• [GIVEN REQUEST]: Put every line of the records below into a Markdown table with the columns "Row" and "Line," numbering each row and skipping blank lines. Leave the pictures out.

• [DATA FOR THIS TASK]:
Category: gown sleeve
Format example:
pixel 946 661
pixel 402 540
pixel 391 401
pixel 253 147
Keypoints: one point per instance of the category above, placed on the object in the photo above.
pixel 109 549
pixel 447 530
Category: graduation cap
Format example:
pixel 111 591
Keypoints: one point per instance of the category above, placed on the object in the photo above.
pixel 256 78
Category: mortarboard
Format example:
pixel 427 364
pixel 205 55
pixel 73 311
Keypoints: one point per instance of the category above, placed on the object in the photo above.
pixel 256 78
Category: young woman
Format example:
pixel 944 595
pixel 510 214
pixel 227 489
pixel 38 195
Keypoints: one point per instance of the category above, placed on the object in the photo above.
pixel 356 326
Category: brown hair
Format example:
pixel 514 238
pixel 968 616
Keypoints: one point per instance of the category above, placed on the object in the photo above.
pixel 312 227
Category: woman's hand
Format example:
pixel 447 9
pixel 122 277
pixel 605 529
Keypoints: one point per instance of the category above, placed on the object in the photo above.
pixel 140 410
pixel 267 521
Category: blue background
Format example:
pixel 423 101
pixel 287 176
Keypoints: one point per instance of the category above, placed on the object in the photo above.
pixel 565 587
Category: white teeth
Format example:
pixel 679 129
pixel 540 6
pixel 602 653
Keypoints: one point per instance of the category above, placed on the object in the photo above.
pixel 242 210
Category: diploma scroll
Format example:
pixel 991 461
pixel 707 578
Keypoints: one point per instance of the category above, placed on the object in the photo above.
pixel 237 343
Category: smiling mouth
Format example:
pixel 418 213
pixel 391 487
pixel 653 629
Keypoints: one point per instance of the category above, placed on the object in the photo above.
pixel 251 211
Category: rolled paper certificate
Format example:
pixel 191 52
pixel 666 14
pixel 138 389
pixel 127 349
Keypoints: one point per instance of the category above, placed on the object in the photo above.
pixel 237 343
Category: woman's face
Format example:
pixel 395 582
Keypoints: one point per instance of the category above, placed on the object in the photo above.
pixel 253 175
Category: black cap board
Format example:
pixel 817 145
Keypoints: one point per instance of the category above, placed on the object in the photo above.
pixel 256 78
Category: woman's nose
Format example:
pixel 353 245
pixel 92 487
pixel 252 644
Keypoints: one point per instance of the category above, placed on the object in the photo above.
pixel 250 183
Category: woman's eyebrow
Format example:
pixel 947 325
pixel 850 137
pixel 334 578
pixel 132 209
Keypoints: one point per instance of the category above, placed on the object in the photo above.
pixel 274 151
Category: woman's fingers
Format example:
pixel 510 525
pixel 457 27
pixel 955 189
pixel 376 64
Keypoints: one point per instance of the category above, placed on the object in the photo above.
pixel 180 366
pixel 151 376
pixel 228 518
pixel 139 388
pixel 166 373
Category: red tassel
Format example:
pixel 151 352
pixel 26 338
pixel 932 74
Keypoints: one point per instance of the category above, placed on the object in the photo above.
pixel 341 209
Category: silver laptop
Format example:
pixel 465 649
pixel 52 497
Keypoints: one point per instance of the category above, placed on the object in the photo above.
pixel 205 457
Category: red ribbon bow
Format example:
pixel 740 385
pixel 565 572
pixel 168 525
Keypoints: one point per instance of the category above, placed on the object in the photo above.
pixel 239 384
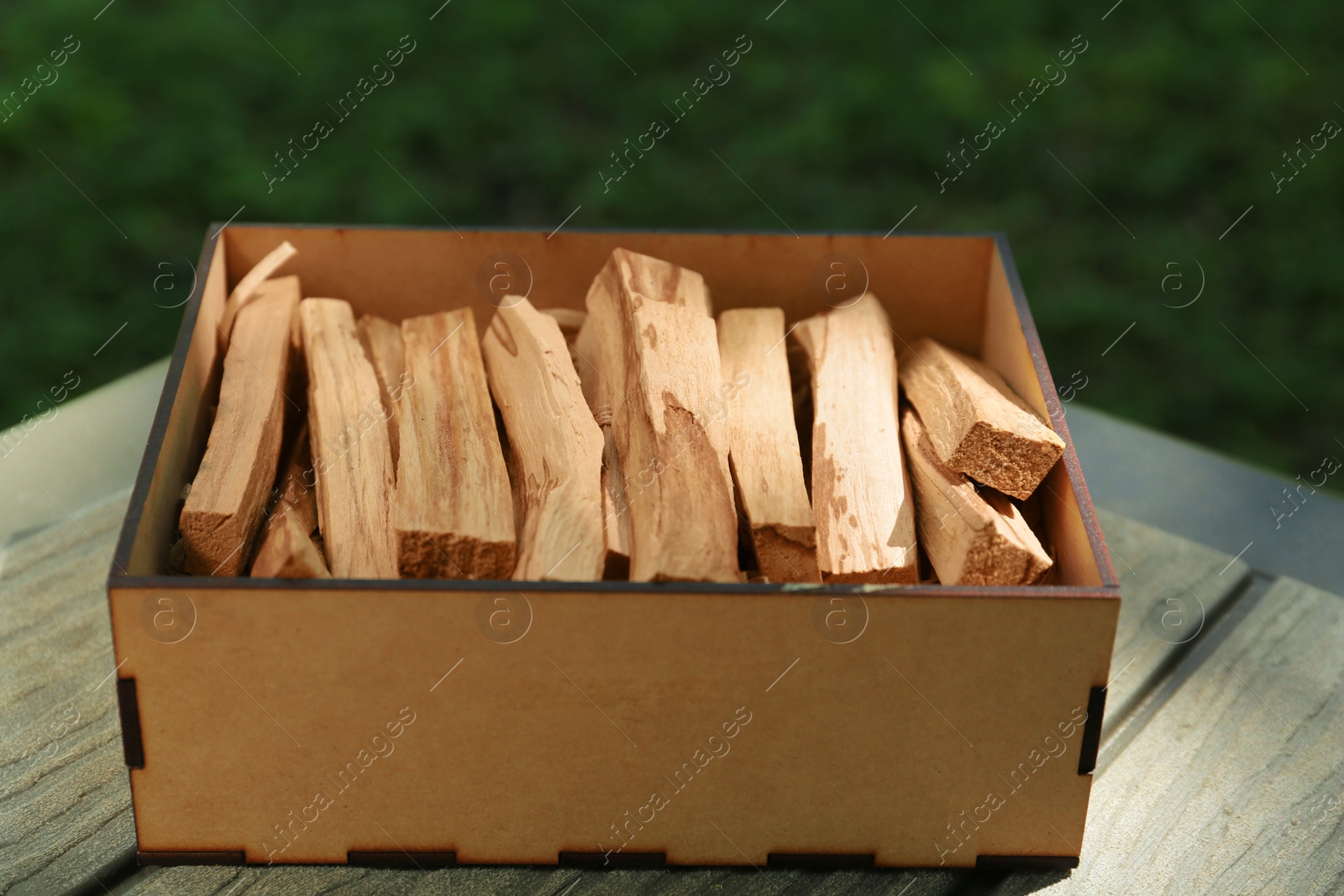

• [WORKED ANSWER]:
| Row | Line |
|---|---|
| 1 | Category: gown sleeve |
| 2 | Format example: |
| 3 | pixel 946 661 |
| 4 | pixel 402 540 |
| 5 | pixel 391 401 |
| 6 | pixel 253 147 |
| 7 | Keypoints: one point per instance of the category above, placed on the object in the photo above. |
| 8 | pixel 109 549 |
| 9 | pixel 447 530 |
| 10 | Category: graduation cap |
| 11 | Format example: |
| 12 | pixel 111 591 |
| 13 | Keypoints: one point per instance of the category above, placed on the object in the photo above. |
| 14 | pixel 256 78 |
| 15 | Category: mortarboard |
| 16 | Format example: |
| 17 | pixel 427 364 |
| 18 | pixel 205 55 |
| 19 | pixel 73 311 |
| 20 | Keypoints: one point per instance of the category above, placed on the object in the photo above. |
| 21 | pixel 256 78 |
| 22 | Category: young woman |
| 23 | Format example: |
| 24 | pixel 944 595 |
| 25 | pixel 510 214 |
| 26 | pixel 227 489 |
| 27 | pixel 38 195 |
| 28 | Keypoints: one point per instance of the category above, placed on the object in the photo above. |
| 29 | pixel 356 326 |
| 30 | Category: brown hair |
| 31 | Format example: |
| 32 | pixel 514 238 |
| 33 | pixel 968 616 |
| 34 | Keypoints: one point per instance of the category above, placed on the object in the photo above. |
| 35 | pixel 312 227 |
| 36 | Category: woman's hand |
| 37 | Format example: |
| 38 | pixel 447 9 |
| 39 | pixel 122 277 |
| 40 | pixel 605 529 |
| 41 | Keypoints: one point per instance of the category above, placed on the object in the photo above. |
| 42 | pixel 140 410 |
| 43 | pixel 267 521 |
| 44 | Category: blue background |
| 45 | Format example: |
| 46 | pixel 423 101 |
| 47 | pixel 287 176 |
| 48 | Keypoints: one point per instance of the category above, placed on the object in the photo above. |
| 49 | pixel 565 587 |
| 50 | Category: white teeth |
| 51 | Format example: |
| 52 | pixel 679 129 |
| 53 | pixel 540 6 |
| 54 | pixel 602 653 |
| 55 | Keypoints: one point per instance of the category above, placed on the object in the photo above. |
| 56 | pixel 242 210 |
| 57 | Category: diploma scroll |
| 58 | Format example: |
| 59 | pixel 991 461 |
| 60 | pixel 707 578 |
| 61 | Keypoints: one point per instance of the category above, placed on the object in the photo above. |
| 62 | pixel 237 343 |
| 63 | Category: smiling mouth |
| 64 | Format example: |
| 65 | pixel 418 213 |
| 66 | pixel 391 487 |
| 67 | pixel 653 629 |
| 68 | Keypoints: one point per instance of the category above, placed on the object in the photo above. |
| 69 | pixel 251 211 |
| 70 | Category: rolled paper certificate |
| 71 | Format example: |
| 72 | pixel 191 52 |
| 73 | pixel 666 14 |
| 74 | pixel 138 389 |
| 75 | pixel 127 349 |
| 76 | Keypoints: one point per instance of the category above, placed on the object in the photo above. |
| 77 | pixel 237 343 |
| 78 | Category: woman's face |
| 79 | Format example: |
| 80 | pixel 395 582 |
| 81 | Keypoints: one point per instance of the category above, placed on the object in the photo above. |
| 82 | pixel 253 175 |
| 83 | Category: black cap board |
| 84 | Format example: |
| 85 | pixel 817 145 |
| 86 | Keypoints: one point per instance of the category above, placed on the object in the photo above. |
| 87 | pixel 256 78 |
| 88 | Category: woman's nose |
| 89 | Format example: |
| 90 | pixel 353 245 |
| 91 | pixel 92 487 |
| 92 | pixel 252 644 |
| 93 | Keypoints: one point per instance of the category above, placed on the object in the photo above. |
| 94 | pixel 250 183 |
| 95 | Category: woman's eyebrow |
| 96 | Format example: |
| 97 | pixel 947 325 |
| 98 | pixel 850 137 |
| 99 | pixel 334 578 |
| 100 | pixel 132 209 |
| 101 | Keypoints: one point per instance of the category above, placed on the object in the photo above. |
| 102 | pixel 274 151 |
| 103 | Category: woman's fingers |
| 104 | Format example: |
| 105 | pixel 510 525 |
| 106 | pixel 457 27 |
| 107 | pixel 955 189 |
| 108 | pixel 376 64 |
| 109 | Keypoints: one point per instance of the category above, placed on the object in the photo above. |
| 110 | pixel 180 366 |
| 111 | pixel 151 376 |
| 112 | pixel 228 518 |
| 113 | pixel 139 388 |
| 114 | pixel 166 373 |
| 115 | Category: red tassel |
| 116 | Format example: |
| 117 | pixel 151 352 |
| 118 | pixel 26 338 |
| 119 | pixel 932 74 |
| 120 | Keypoints: one point per instance of the category above, placed on the object in the photo above. |
| 121 | pixel 341 209 |
| 122 | Category: silver laptop |
| 123 | Format example: |
| 124 | pixel 465 649 |
| 125 | pixel 52 497 |
| 126 | Keypoints: one point per instance of the category above, placed on the object in the photo above. |
| 127 | pixel 205 457 |
| 128 | Category: red ribbon bow |
| 129 | Format example: |
| 130 | pixel 740 385 |
| 131 | pixel 565 572 |
| 132 | pixel 168 525 |
| 133 | Keypoints: one point per instance of the category above, placed on the object in the photo above. |
| 134 | pixel 239 384 |